** Directive **
Copy every one of the rows below word for word, omitting the pictures.

** Entries provided **
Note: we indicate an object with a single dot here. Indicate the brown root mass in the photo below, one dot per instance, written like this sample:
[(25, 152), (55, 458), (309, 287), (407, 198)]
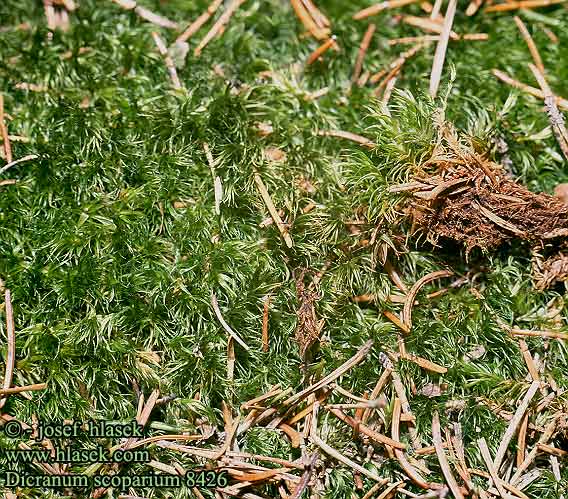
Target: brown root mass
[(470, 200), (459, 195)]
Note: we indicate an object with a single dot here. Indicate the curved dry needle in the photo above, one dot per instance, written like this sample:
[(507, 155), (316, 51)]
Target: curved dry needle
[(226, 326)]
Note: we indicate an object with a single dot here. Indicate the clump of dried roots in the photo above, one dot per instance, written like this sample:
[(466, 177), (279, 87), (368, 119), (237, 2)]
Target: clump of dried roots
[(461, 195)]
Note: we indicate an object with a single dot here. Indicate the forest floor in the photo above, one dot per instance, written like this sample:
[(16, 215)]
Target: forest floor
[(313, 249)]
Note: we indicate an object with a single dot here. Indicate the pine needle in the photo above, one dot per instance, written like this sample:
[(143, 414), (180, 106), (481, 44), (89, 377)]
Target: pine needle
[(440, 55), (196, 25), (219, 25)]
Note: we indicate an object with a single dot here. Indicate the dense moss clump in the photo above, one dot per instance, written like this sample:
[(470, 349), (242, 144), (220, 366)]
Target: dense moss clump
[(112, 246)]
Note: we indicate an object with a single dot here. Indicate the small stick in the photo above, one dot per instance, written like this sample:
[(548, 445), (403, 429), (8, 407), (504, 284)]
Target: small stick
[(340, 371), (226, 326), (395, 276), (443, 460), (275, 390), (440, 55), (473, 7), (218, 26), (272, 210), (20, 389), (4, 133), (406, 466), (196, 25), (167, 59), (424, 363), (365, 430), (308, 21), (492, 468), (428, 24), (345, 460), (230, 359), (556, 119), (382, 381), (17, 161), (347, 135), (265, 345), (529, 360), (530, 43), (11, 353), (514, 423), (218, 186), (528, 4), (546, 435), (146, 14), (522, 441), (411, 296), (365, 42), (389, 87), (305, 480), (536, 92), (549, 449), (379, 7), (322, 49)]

** Worked answer **
Note: we indicate an object with a single dot here. Indicate the brown root mass in the photo below, one dot per instance, written like this sample:
[(25, 152), (55, 458), (309, 287), (407, 198)]
Target: brown root mass
[(470, 200), (459, 195)]
Note: we indicate an object with a single dot here. Indicate the curved dry needle in the photo above, one dot per instance, written like this sample:
[(507, 155), (316, 51)]
Target: curved dry needle
[(226, 326)]
Note: we indicate an object with a single dot here. Indicate the clump of dried roots in the photo above, one dot per instance, written like this sample:
[(466, 177), (279, 87), (368, 119), (237, 2)]
Target: clump of dried roots
[(461, 195)]
Note: we indicate an object with a single dot here. Indicate the forest floor in the photo above, one dot per instance, written like this sample:
[(16, 215)]
Target: forest floor
[(313, 249)]
Note: we indicate an object with a single dot here. Indicate the pine needle in the photo above, one dot per instance, written like this sample:
[(143, 414), (180, 106), (481, 44), (89, 377)]
Target: pine needle
[(440, 55), (196, 25), (219, 25)]
Note: we indicate an object with a single dot here. Indicate the dense moss clump in the photo above, one dot per instance, written like this sample:
[(470, 349), (242, 144), (220, 366)]
Target: dense moss clump
[(112, 246)]
Note: we indicate an object with a single dot here. Indicate the small stick in the photo above, one dot per instance, written like this sample:
[(548, 445), (403, 429), (8, 407), (504, 284)]
Target: small stick
[(340, 371), (226, 326), (395, 276), (443, 460), (275, 390), (440, 55), (473, 7), (218, 26), (272, 210), (20, 389), (4, 133), (406, 466), (196, 25), (167, 59), (424, 363), (365, 430), (308, 21), (492, 468), (428, 24), (345, 460), (230, 359), (556, 119), (382, 381), (17, 161), (347, 135), (265, 345), (529, 360), (530, 43), (11, 353), (514, 423), (218, 186), (528, 4), (546, 435), (146, 14), (522, 441), (411, 296), (365, 42), (389, 87), (305, 480), (536, 92), (549, 449), (379, 7), (322, 49)]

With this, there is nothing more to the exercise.